1. What does "spurious" mean?

False; pretended.

2. Are land values capital? 189

No. See Gaffney, "Land as a Distinctive Factor of Production." Land and capital are mutually exclusive, and each is "limitational" (meaning some amount, however small, is required for all production).

3. Do government bonds represent capital? There are two answers, depending on how the bonds are used.

a. Page 190, not if the money was wasted. George's example of waste is military spending. This is closely paraphrased from Mill, whom George studied closely and for whom he held a love-hate fascination. Mill hedged by saying that sometimes military spending is justified; George omits that part. Other passages and works, however, as well as his personal history, indicate he did regard some military spending as productive.
George notes in Book VII that military spending is mainly to acquire, retain, and police land, so the land is what the bonds represent. This of course justifies taxing the land to pay off the bonds, even if the land receives no other public services. On p. 384 George notes this, citing Andrew Bisset, The Strength of Nations. This book describes the military finances of Wm. The Conqueror and his successors. George's biographers tell us that reading Bisset's book is what crystallized George's thinking on land taxation.
In the present passage, George seems to imply that the taxes in question will come from wages and interest, not rent. Later, however, in Protection or Free Trade? (1886), George clarified his position, saying that all taxes ultimately come out of rent, no matter what their original impact. This is another tenet that he shares with Francois Quesnay, the leading Physiocrat. It is called "The Physiocratic Theory of Tax Incidence," and is used by many modern economists. It is valid in respect to "open economies," meaning small jurisdictions with open borders for the movement of labor and capital.

b. Page 191, public works are a "productive" use of capital. Bonds issued to build them represent that capital. He gives this point only half a paragraph, but it is there.

--- DATASET EXTRACT ---

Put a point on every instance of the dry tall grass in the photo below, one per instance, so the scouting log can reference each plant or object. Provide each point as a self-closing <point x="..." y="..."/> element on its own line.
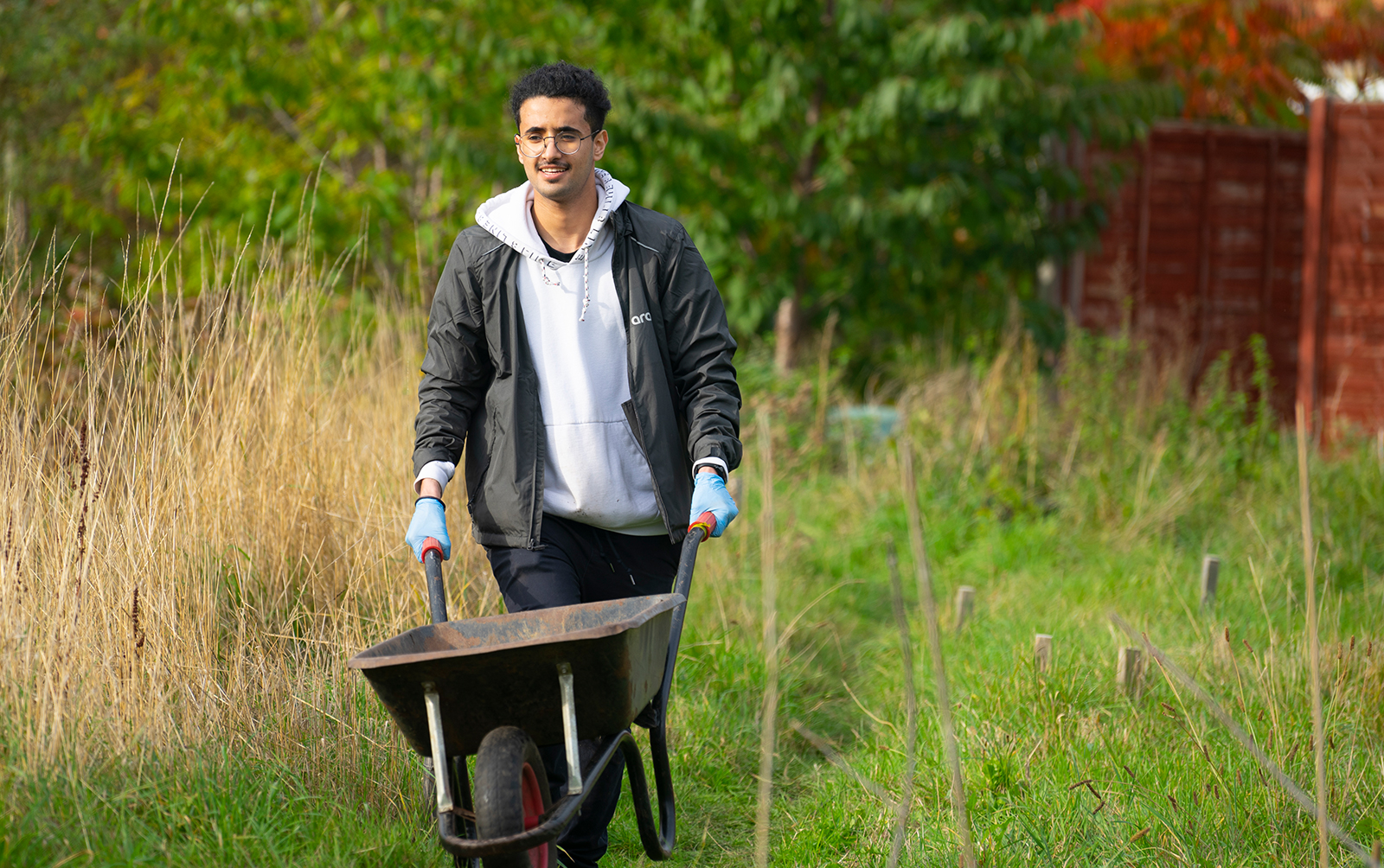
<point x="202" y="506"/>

--- SET PROBLEM ---
Copy the study notes from "False; pretended." to "for all production).", but swap in "equipment" for every "capital".

--- SOLUTION TO THIS PROBLEM ---
False; pretended.

2. Are land values equipment? 189

No. See Gaffney, "Land as a Distinctive Factor of Production." Land and equipment are mutually exclusive, and each is "limitational" (meaning some amount, however small, is required for all production).